Pilgrim’s Pride Proposes to Acquire Gold Kist for $20.00 Per Share in Cash

Provides Approximately 55% Premium to Gold Kist Shareholders

Transaction Valued at Approximately $1.2 Billion

Pittsburg, Texas – August 18, 2006 – Pilgrim’s Pride Corporation (NYSE: PPC) today announced that it has sent a proposal to Gold Kist, Inc. (NASDAQ: GKIS) offering to purchase all of the outstanding shares of Gold Kist common stock for $20.00 per share in cash. The transaction is valued at approximately $1 billion, plus the assumption of Gold Kist’s debt of $144 million. Pilgrim’s Pride’s offer represents a premium of approximately 55% over Gold Kist’s closing stock price of $12.93 on Friday, August 18, 2006.

Using consensus earnings estimates for fiscal 2007, Pilgrim’s Pride expects that the transaction will be accretive to earnings per share in the first full year after the completion of the transaction, including approximately $50 million of anticipated synergies expected to come primarily from the optimization of production and distribution facilities and cost savings in purchasing, production, logistics and SG&A.

“We believe the combination of Pilgrim’s Pride and Gold Kist will create the world’s leading chicken producer and result in substantial value creation for our respective shareholders, employees, business partners and other constituencies,” said O.B. Goolsby, Jr., President and Chief Executive Officer of Pilgrim’s Pride. “The combined company will maintain a balanced portfolio of fresh chicken and value-added products and expand its geographic reach and customer base, enabling it to compete more efficiently in the industry and provide even better service to its customers.

“Our proposal provides Gold Kist’s shareholders with a substantial approximately 55% premium for their shares in cash. We look forward to sitting down with the members of Gold Kist’s Board of Directors as soon as possible to work jointly with them to quickly close this transaction,” added Mr. Goolsby.

Pilgrim’s Pride noted that it has substantial current liquidity and has received further assurances from its financial advisors that it has the ability to finance the transaction. Pilgrim’s Pride believes that the combined company will have a strong financial position and substantial cash flow, enabling it to consistently reduce debt and return to historical debt levels.

Baker & McKenzie LLP and Morris, Nichols, Arsht & Tunnell, LLP are acting as legal counsel to Pilgrim’s Pride. Credit Suisse and Legacy Partners Group LLC are acting as financial advisors to Pilgrim’s Pride.

Attached is the full text of the letter delivered today to the Board of Directors of Gold Kist.


August 18, 2006

Board of Directors

Gold Kist, Inc.

244 Perimeter Center Parkway, N.E.

Atlanta, GA 30346

Attention: Mr. A.D. Frazier

Gentlemen,

We appreciate having had the opportunity to meet with you, John Bekkers, R. Randolph Devening and W. Wayne Woody last month to discuss in more detail our proposal to combine our two companies. As you are aware, in order to preserve our flexibility with respect to the proposed combination, we have given notice, in accordance with Gold Kist’s by-laws, that we have submitted a proposal to adjust the number of Directors on Gold Kist’s Board and have submitted a slate of nine nominees for election to Gold Kist’s Board at the upcoming annual meeting of shareholders. In light of the need to provide this notice by today’s deadline, it is important for both companies’ shareholders to also know of our offer to combine Pilgrim’s Pride and Gold Kist.
-------
EXERCISE PROMPT:
Carry on the Pilgrim's Pride acquisition press release, picking up after its final sentence. The data that follows has no connection to the acquisition press release.

Coordinate annotation records
-------
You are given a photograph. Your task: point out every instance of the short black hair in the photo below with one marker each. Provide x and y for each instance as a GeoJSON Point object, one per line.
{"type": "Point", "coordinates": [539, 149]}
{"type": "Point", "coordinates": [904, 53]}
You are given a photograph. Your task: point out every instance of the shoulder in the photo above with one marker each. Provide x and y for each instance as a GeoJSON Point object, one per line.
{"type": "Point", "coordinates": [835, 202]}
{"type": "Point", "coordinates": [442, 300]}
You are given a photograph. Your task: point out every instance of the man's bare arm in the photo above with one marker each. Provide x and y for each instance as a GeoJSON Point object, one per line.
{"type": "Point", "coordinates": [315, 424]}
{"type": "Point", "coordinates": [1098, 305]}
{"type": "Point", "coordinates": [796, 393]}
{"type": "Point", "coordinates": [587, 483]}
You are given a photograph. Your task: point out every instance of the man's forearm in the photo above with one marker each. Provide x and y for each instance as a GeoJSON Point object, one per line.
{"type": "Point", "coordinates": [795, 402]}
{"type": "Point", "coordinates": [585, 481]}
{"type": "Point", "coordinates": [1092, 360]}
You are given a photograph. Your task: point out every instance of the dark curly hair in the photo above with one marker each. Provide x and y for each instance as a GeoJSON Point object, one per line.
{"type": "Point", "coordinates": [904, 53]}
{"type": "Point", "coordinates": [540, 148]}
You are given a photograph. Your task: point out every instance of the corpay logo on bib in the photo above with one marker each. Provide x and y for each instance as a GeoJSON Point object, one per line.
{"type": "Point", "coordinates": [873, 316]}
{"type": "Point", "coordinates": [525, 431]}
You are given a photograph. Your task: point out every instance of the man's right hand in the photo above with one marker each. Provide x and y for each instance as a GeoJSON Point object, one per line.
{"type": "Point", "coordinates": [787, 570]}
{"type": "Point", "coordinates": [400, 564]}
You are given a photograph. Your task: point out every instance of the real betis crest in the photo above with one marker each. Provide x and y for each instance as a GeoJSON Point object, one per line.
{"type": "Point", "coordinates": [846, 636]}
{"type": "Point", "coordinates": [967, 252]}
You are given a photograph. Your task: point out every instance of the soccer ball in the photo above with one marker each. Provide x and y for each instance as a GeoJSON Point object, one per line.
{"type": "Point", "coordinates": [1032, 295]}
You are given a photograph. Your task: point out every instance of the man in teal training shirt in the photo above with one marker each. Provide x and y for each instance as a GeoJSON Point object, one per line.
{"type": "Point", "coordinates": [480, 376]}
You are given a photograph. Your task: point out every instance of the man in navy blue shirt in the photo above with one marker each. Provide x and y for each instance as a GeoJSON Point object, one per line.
-------
TASK OUTPUT:
As we have stated repeatedly in our correspondence since February of this year, we believe that a combination of Pilgrim’s Pride and Gold Kist will result in substantial value creation for our respective shareholders, employees, business partners and other constituencies. This belief dates back to our conversations that began in 2004, and continues to this day. While our goal remains to work together with Gold Kist to agree to a negotiated transaction, the lack of progress in our discussions to date has caused us to make our appeal directly to your shareholders.

We are writing to reiterate our offer to acquire 100% of the outstanding common stock of Gold Kist for an aggregate cash consideration of $20.00 per share, plus the assumption of Gold Kist’s debt, in a negotiated transaction. This price represents approximately a 57% premium over Gold Kist’s closing price of $12.78 on August 17, 2006. Given the significant long-term upside potential of our proposed combination, we are also willing to discuss alternative forms of consideration, including a mix of cash and Pilgrim’s Pride common stock.

We are firmly convinced there are significant strategic and financial benefits to combining our companies, including:

 

The combined company will be positioned as the world’s leading chicken producer.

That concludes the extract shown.